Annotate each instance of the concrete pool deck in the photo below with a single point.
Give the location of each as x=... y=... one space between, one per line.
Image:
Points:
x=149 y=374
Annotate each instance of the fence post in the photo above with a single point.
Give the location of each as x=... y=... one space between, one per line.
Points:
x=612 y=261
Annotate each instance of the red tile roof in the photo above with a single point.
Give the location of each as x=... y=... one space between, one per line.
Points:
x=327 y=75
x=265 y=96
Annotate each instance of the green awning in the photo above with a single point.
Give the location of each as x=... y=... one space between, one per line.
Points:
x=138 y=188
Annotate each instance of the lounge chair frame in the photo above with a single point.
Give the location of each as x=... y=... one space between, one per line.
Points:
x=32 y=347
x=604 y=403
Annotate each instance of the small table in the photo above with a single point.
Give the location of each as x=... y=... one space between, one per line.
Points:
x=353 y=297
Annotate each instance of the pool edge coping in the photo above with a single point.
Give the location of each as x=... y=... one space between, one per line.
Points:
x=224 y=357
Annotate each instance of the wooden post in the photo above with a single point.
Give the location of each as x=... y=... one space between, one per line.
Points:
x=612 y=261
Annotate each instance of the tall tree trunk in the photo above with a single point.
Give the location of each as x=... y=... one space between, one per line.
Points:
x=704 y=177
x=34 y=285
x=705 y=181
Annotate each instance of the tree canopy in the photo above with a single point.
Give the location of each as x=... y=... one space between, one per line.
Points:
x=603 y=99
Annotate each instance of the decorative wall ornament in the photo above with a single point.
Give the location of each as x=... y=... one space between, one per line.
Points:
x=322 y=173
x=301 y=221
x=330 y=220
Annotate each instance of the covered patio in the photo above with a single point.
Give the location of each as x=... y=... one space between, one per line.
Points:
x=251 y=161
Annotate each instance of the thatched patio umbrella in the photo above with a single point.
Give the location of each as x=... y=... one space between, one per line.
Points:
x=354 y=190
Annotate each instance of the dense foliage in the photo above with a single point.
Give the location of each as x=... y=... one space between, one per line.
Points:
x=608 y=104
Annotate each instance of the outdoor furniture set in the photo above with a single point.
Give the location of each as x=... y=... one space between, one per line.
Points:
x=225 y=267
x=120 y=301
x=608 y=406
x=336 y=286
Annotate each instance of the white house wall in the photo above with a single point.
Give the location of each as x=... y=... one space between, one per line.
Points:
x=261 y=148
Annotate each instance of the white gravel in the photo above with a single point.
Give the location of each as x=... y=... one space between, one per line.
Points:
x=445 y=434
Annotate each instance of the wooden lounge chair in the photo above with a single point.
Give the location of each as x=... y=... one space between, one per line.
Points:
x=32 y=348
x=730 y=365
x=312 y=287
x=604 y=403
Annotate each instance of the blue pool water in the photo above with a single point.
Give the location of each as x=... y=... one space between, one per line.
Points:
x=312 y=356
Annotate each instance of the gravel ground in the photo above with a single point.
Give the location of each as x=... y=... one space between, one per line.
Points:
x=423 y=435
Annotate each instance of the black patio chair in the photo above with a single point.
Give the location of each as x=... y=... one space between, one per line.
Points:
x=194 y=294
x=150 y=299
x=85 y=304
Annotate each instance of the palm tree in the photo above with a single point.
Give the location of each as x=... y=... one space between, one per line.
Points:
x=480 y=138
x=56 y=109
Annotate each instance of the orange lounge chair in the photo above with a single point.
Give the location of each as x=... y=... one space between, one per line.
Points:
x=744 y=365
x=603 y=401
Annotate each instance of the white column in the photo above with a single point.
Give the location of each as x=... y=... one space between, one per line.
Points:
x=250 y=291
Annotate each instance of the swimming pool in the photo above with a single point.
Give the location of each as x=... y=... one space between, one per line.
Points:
* * *
== AIM ==
Turn the records above into a numbered list, starting at the line that contains "Annotate each instance of the white gravel" and going through the last line. Leave out any blank lines.

== SOLUTION ==
1. Annotate each instance of the white gravel in the photo above with a single point.
2. Give the location of each as x=... y=... one space between, one per line.
3. Points:
4. x=445 y=434
5. Annotate each instance of the wooden lounge chair in the photo above with a single point.
6. Give the location of each as x=... y=... one space between, one per line.
7. Points:
8. x=32 y=348
9. x=730 y=365
10. x=312 y=287
11. x=604 y=403
12. Annotate each instance of the blue pool water in the photo above with a single point.
13. Give the location of each as x=... y=... one space between, one per line.
14. Points:
15. x=312 y=356
16. Annotate each instance of the gravel ground in the photo above with a single point.
17. Give the location of each as x=... y=... one space between, one per line.
18. Points:
19. x=423 y=435
20. Annotate each instance of the black patio chair in the photo above with a single point.
21. Give the location of each as x=... y=... one space between, one per line.
22. Points:
23. x=194 y=294
24. x=150 y=299
25. x=85 y=304
26. Annotate each instance of the palm tree in the photo above with a single point.
27. Give the location of each as x=... y=... one space between, one per line.
28. Points:
29. x=480 y=138
30. x=56 y=109
31. Annotate each instance of the orange lounge chair in the photo above with a single point.
32. Give the location of each as x=... y=... one space between, one per line.
33. Points:
34. x=744 y=365
35. x=603 y=401
36. Annotate each instance of the white column in the photo above with a single point.
37. Give the location of each as x=... y=... one space between, one per line.
38. Points:
39. x=250 y=291
40. Annotate each instance of the swimming pool in the photo above with a single point.
41. Give the location of each as x=... y=... one space between, one per line.
42. Points:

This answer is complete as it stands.